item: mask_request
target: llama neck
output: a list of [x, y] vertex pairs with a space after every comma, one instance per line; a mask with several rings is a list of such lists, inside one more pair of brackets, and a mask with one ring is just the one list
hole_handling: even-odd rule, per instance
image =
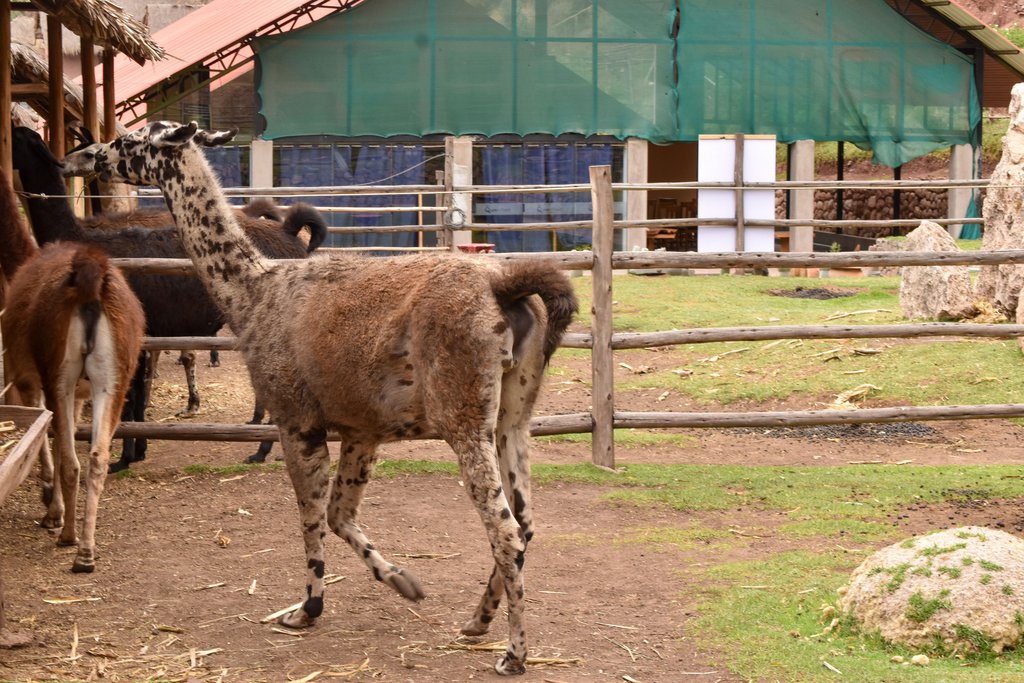
[[29, 197], [27, 202], [32, 232], [39, 244], [81, 238], [78, 219], [64, 197], [67, 186], [56, 166], [38, 161], [35, 168], [21, 171], [21, 184], [29, 194], [47, 195]]
[[18, 210], [18, 198], [7, 175], [0, 169], [0, 269], [10, 279], [18, 267], [39, 249], [28, 235]]
[[271, 263], [238, 225], [197, 148], [183, 149], [180, 165], [160, 185], [199, 279], [236, 327], [237, 314], [258, 296], [260, 276]]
_ _ _ _ _
[Brief] Hand back exactly the lines from the one with "target: llama neck" through the last line of the data above, both ends included, with every picture left out.

[Result for this task]
target: llama neck
output: a list of [x, y] vertex pairs with a space after every comma, one instance per line; a mask with several rings is a list of such lists, inside one more pair of brackets, and a mask with one ring is just the one list
hole_handling: even-odd rule, per instance
image =
[[29, 197], [27, 202], [32, 232], [39, 244], [81, 238], [78, 219], [64, 197], [67, 186], [56, 166], [38, 161], [35, 168], [21, 171], [21, 184], [29, 194], [47, 195]]
[[18, 210], [18, 198], [7, 175], [0, 169], [0, 269], [10, 279], [18, 267], [39, 249], [28, 235]]
[[271, 263], [238, 225], [197, 148], [183, 149], [180, 165], [160, 185], [199, 279], [236, 327], [237, 314], [258, 296], [260, 276]]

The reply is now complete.